Exercise: Lines from the beginning of the data through the line containing "target | railroad track" are to be copied exactly, with no other line included.

The data:
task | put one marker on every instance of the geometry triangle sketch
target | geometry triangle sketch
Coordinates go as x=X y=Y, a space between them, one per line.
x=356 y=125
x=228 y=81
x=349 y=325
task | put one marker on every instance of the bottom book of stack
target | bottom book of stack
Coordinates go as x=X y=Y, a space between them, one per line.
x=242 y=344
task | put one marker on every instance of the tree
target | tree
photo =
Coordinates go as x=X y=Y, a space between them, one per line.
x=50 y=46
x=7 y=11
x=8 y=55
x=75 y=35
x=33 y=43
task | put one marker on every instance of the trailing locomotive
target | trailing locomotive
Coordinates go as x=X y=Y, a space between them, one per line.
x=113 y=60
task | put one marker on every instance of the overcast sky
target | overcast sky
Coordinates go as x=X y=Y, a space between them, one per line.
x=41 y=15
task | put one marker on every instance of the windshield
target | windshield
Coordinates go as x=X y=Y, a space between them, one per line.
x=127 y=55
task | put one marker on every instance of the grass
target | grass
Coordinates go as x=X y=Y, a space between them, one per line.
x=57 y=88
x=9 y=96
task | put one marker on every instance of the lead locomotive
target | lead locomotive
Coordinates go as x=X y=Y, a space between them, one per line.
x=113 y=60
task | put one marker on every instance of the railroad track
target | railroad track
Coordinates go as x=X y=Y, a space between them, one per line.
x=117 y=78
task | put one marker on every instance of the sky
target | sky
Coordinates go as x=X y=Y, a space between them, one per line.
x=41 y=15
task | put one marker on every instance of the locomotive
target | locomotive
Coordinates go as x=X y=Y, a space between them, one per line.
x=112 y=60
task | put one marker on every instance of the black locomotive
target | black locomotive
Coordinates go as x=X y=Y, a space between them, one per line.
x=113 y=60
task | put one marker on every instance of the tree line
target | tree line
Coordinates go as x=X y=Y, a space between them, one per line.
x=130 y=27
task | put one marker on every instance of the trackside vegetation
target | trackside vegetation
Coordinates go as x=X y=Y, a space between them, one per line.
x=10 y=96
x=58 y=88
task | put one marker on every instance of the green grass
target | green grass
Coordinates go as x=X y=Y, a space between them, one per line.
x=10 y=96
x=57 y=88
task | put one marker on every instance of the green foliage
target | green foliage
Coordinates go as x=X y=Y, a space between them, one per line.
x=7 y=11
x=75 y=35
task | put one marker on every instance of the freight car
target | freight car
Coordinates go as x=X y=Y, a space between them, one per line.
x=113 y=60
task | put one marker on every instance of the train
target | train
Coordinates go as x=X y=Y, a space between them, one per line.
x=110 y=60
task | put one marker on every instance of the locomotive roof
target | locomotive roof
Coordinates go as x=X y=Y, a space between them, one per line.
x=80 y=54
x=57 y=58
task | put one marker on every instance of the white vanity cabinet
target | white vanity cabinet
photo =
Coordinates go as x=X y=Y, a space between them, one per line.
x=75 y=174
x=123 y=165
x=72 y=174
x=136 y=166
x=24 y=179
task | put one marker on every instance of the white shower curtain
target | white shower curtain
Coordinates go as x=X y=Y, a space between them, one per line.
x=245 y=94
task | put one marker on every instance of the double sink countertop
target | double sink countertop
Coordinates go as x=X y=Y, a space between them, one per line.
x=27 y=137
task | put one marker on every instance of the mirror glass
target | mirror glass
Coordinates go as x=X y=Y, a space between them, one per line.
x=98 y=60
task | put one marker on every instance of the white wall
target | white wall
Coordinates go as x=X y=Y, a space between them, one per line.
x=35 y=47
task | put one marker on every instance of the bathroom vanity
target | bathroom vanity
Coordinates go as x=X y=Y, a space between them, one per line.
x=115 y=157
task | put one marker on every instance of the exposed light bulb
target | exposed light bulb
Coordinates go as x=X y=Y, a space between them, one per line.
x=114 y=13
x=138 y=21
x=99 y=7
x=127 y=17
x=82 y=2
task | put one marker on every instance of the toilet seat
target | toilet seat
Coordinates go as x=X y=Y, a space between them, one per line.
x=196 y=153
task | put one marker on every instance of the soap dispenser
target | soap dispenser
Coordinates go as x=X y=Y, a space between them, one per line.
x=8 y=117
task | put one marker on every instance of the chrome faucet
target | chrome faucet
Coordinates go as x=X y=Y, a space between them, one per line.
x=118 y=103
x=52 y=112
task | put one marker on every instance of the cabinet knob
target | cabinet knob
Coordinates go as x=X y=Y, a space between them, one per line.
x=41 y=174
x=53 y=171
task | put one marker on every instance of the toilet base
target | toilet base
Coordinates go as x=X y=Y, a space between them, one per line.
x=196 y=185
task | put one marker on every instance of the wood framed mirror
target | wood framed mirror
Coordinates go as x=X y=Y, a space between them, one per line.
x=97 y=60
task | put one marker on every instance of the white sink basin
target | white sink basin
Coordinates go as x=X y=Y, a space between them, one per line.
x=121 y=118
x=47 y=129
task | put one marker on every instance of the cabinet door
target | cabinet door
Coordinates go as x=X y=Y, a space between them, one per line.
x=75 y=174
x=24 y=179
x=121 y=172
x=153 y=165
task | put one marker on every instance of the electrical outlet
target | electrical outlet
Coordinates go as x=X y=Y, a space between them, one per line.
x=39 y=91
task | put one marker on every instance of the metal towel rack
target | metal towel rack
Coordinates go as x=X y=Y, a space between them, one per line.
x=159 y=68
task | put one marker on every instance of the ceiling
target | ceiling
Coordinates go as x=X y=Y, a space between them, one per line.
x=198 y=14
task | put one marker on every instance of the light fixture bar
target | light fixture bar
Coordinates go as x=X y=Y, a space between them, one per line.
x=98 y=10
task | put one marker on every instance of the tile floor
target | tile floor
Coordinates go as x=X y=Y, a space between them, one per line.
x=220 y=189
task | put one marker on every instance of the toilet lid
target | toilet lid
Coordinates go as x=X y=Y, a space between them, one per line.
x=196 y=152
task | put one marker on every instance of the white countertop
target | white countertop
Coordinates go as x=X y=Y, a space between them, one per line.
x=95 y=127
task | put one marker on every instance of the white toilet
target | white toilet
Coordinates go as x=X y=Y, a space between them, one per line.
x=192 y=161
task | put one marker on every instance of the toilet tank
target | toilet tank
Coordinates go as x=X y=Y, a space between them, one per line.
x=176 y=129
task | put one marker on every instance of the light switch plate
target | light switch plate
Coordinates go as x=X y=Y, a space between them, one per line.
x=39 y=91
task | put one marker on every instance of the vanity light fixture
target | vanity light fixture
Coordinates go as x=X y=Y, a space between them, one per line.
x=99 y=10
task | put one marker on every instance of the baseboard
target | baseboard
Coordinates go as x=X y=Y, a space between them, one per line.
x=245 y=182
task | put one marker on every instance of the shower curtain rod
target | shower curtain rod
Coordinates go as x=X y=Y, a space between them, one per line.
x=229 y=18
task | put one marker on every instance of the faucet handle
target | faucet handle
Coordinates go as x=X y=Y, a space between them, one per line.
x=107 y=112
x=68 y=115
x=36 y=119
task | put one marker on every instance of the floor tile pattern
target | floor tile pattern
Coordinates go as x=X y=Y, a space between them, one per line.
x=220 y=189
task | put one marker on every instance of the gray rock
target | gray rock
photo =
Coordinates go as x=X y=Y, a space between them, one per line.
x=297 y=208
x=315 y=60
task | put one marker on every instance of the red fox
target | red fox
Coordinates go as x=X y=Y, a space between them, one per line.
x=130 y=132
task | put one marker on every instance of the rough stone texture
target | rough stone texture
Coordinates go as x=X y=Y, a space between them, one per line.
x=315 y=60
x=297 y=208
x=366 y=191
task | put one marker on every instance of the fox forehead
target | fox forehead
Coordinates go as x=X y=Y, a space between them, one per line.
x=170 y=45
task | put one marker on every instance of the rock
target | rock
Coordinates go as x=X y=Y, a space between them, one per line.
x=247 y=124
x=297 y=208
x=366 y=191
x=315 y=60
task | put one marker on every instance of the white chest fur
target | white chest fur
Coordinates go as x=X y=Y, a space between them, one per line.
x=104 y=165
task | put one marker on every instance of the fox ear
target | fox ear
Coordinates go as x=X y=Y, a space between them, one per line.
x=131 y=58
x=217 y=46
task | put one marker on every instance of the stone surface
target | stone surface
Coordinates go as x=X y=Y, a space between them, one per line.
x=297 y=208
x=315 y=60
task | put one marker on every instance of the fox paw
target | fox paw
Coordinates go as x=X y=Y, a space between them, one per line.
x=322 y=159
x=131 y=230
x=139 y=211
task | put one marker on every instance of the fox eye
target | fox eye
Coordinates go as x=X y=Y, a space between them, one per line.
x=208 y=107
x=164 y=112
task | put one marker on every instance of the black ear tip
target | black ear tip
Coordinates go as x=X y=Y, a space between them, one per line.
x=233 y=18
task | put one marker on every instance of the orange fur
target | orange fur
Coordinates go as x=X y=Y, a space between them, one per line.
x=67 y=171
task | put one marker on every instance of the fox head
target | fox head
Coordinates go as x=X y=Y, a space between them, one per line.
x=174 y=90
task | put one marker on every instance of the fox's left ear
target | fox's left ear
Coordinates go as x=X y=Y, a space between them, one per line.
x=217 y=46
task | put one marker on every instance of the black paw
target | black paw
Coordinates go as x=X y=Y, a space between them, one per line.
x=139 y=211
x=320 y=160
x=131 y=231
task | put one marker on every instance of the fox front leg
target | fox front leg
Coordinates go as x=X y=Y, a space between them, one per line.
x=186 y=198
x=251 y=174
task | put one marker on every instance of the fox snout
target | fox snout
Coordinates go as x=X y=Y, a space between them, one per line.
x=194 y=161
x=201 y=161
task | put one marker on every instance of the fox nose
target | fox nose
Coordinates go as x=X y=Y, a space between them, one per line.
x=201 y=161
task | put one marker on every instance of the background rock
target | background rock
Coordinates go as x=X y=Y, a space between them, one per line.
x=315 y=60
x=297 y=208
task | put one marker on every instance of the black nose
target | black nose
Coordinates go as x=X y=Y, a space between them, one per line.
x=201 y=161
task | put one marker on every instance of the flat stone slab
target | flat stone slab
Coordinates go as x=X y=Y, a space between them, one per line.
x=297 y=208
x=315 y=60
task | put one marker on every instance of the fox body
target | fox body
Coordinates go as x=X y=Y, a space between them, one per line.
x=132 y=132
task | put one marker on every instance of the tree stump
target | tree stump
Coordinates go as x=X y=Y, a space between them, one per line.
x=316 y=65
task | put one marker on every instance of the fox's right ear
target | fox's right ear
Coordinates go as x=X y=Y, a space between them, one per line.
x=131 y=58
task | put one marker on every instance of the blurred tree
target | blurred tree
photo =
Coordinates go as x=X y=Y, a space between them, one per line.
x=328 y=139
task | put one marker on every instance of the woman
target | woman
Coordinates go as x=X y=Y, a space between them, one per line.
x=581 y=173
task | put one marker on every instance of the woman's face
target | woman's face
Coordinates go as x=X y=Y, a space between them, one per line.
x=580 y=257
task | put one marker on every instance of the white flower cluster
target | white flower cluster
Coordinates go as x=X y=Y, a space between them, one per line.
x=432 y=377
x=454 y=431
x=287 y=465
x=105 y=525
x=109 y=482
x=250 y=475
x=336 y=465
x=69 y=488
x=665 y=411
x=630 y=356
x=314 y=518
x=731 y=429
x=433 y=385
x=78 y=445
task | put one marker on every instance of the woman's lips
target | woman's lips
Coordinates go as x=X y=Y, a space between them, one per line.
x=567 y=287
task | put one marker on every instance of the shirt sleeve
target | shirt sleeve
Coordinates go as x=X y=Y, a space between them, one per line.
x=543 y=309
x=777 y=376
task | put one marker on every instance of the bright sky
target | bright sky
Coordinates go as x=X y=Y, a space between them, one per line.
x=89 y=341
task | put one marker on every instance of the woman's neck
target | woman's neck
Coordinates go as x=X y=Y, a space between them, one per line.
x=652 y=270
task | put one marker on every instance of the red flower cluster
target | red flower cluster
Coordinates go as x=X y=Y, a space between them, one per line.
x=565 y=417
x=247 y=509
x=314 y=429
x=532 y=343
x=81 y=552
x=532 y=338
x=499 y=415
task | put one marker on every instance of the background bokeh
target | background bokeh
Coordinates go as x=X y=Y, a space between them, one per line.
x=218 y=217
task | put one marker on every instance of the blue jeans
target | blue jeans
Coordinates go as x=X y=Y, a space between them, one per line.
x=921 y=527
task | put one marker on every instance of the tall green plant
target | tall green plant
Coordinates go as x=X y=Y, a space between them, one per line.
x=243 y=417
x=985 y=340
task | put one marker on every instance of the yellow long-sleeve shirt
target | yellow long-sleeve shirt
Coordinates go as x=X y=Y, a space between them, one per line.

Task response:
task | put one marker on every instance of the geometry triangle sketch
target | geometry triangle sketch
Coordinates go as x=X y=Y, a space between them, one per line.
x=356 y=125
x=228 y=81
x=349 y=325
task | put one marker on every instance of the bottom book of stack
target | bottom book of stack
Coordinates go as x=X y=Y, a space between them, one per line.
x=242 y=344
task | put one marker on every instance of the tree
target | tree
photo =
Coordinates go as x=X y=Y, a space between them, one per line.
x=50 y=46
x=7 y=11
x=8 y=55
x=75 y=35
x=33 y=43
task | put one marker on every instance of the trailing locomotive
target | trailing locomotive
Coordinates go as x=X y=Y, a space between them, one per line.
x=113 y=60
task | put one marker on every instance of the overcast sky
target | overcast sky
Coordinates go as x=X y=Y, a space between them, one per line.
x=41 y=15
task | put one marker on every instance of the windshield
target | windshield
Coordinates go as x=X y=Y, a space between them, one per line.
x=127 y=55
task | put one marker on every instance of the grass
target | grass
Coordinates go as x=X y=Y, a space between them, one per line.
x=57 y=88
x=9 y=96
task | put one marker on every instance of the lead locomotive
target | lead locomotive
Coordinates go as x=X y=Y, a space between them, one per line.
x=113 y=60
task | put one marker on every instance of the railroad track
target | railroad track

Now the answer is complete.